----- Text section -----
Horrendous hospital food is set to become a thing of the past after NHS chiefs vowed to rid the nation’s hospitals of their reputation for inedible slop.

For the first time hospitals will have to meet mandatory food standards as part of a long-mooted drive to raise standards, the Department of Health (DoH) said.

They will also be ranked according to the quality of their food and will be required to meet legally-binding standards.

The NHS Choices website has released ratings for hospitals’ food which revealed Huddersfield Royal Infirmary (HRI) as “among the worst” for its quality of food.

The rating is at odds with a recent survey of patients by Healthwatch Kirklees, which found most enjoyed the hospital’s grub.

The NHS website ranked Calderdale Royal Hospital (CRH) and Dewsbury and District Hospital chefs slightly higher, giving them both a rating of “in the middle range”.

HRI spends about £8.50 per patient per day on food, while CRH, which ranked higher, spends less, just £6.57 per day.

Dewsbury spend the most at more than £10 per day.
----- Records provided -----
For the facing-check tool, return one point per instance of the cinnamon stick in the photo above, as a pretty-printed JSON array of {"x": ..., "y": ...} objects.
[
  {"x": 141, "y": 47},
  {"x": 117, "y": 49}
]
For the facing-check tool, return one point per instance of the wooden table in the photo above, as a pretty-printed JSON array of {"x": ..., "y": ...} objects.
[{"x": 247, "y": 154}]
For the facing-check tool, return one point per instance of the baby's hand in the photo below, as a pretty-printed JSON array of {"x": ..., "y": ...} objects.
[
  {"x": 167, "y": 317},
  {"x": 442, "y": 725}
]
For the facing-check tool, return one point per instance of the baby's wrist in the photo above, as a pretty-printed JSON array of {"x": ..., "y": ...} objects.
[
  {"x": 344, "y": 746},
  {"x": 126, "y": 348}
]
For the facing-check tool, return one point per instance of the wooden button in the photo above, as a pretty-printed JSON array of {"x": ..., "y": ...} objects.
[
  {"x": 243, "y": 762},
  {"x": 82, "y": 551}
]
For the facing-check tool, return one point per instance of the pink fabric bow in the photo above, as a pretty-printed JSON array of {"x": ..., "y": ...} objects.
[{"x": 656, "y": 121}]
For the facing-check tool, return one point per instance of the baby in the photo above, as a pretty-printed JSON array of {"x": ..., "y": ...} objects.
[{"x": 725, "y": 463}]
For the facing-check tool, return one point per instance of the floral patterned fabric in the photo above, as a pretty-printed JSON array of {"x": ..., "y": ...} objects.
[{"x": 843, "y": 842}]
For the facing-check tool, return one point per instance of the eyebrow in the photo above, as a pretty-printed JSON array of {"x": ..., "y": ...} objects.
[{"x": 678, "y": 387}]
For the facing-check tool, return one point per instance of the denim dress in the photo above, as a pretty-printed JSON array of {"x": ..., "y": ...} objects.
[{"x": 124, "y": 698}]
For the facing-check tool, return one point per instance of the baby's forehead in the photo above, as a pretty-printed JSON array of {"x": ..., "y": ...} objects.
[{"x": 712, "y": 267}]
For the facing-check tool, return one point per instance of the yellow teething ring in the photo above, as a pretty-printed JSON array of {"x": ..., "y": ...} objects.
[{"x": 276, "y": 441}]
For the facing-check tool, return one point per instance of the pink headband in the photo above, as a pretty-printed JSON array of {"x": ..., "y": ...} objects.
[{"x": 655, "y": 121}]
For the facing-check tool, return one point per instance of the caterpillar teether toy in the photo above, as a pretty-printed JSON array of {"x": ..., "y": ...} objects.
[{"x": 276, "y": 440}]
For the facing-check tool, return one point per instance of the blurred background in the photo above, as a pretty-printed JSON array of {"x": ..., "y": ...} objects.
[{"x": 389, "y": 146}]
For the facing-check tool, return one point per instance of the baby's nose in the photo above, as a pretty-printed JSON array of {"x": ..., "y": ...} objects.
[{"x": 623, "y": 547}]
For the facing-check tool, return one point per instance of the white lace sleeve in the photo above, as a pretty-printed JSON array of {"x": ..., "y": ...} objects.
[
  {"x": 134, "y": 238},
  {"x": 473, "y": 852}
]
-----
In the article on hospital food, how much does Huddersfield Royal Infirmary spend on food per patient per day? The data has no connection to the article on hospital food.

### [Result of the exercise]
About £8.50 per patient per day.